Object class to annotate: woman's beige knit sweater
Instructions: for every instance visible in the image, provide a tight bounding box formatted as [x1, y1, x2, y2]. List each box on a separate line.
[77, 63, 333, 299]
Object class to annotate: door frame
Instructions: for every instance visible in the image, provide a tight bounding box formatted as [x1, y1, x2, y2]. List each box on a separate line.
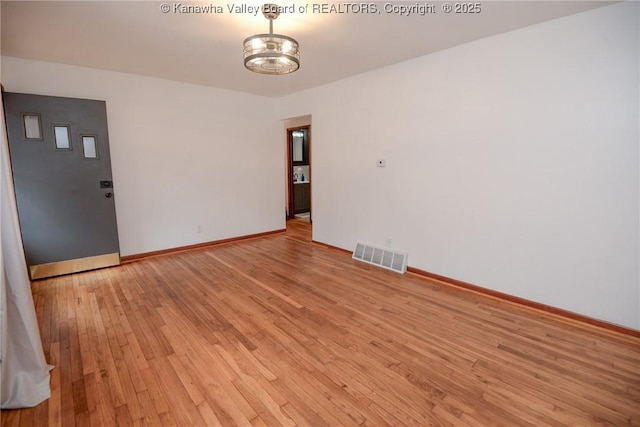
[287, 124, 313, 222]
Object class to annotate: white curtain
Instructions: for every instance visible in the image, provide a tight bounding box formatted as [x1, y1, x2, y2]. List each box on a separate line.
[0, 93, 52, 409]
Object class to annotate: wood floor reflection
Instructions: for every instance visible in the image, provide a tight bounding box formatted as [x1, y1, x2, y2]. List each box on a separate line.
[1, 221, 640, 426]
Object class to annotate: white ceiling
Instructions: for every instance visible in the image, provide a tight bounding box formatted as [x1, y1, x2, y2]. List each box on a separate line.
[0, 0, 611, 97]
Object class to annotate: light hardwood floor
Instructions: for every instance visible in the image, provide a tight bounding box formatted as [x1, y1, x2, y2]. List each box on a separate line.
[1, 221, 640, 426]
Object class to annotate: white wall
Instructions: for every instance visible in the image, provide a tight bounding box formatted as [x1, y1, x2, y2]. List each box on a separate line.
[2, 57, 285, 255]
[279, 2, 640, 329]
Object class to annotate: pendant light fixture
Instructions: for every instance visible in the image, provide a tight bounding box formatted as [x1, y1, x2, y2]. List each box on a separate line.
[244, 3, 300, 75]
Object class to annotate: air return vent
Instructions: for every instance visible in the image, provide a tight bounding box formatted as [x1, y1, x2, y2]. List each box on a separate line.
[352, 242, 408, 274]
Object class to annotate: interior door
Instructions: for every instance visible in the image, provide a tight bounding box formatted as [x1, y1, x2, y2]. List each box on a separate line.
[3, 93, 120, 279]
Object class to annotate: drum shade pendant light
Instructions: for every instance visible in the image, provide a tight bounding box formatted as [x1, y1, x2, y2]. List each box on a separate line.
[244, 3, 300, 74]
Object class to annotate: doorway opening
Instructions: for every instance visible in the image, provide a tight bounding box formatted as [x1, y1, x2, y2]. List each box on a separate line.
[287, 125, 312, 223]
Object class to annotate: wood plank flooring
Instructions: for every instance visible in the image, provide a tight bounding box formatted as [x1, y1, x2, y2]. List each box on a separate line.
[0, 221, 640, 426]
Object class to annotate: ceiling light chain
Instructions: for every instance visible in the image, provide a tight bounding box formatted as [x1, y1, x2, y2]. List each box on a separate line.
[244, 3, 300, 74]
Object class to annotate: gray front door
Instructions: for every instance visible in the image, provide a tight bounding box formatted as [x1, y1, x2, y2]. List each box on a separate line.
[3, 93, 120, 279]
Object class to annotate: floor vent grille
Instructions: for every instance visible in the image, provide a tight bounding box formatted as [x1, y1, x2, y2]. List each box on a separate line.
[352, 242, 408, 274]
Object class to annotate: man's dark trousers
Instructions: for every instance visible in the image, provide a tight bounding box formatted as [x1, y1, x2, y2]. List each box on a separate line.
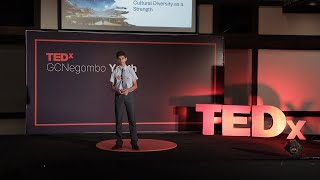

What the task requires: Express the items as a JSON list of strings, from the line with "Object class to annotate: drum" through the end of the items, one string per line and blank lines left out. Leave the pictures out of the answer.

Solution for this exercise:
[
  "Object class to annotate: drum shade pendant light",
  "Instructions: for every instance visible in the image, provide a tight bounding box formatted as [x1, y1, x2, y2]. List each box on a separate line.",
  "[244, 3, 300, 74]",
  "Object class to annotate: doorway opening",
  "Instructions: for every instance visible in the image, provide a tight bounding box formatted as [x1, y1, x2, y2]. List each box on a separate line.",
  "[287, 125, 312, 223]",
  "Object class to annotate: wood plank flooring",
  "Instructions: for every instance visible in the image, provide a tight bounding box formatted as [x1, y1, x2, y2]. List each box on a separate line.",
  "[0, 221, 640, 426]",
  "Object class to annotate: ceiling light chain",
  "Instructions: for every instance visible in the image, provide a tight bounding box formatted as [x1, y1, x2, y2]. List each box on a separate line.",
  "[244, 3, 300, 74]",
  "Object class to annotate: gray front door",
  "Instructions: for every instance visible in the image, provide a tight bounding box formatted as [x1, y1, x2, y2]. List each box on a separate line.",
  "[3, 93, 120, 279]",
  "Object class to annotate: floor vent grille",
  "Instructions: for every instance visible in the image, provide a tight bounding box formatted as [x1, y1, x2, y2]. List each box on a separate line.",
  "[352, 242, 408, 274]",
  "Object class to annotate: man's dark trousers",
  "Instructions: for every instance visible in the image, provide a tight bounding box formatted as [x1, y1, x2, y2]. List each box on a separate line."
]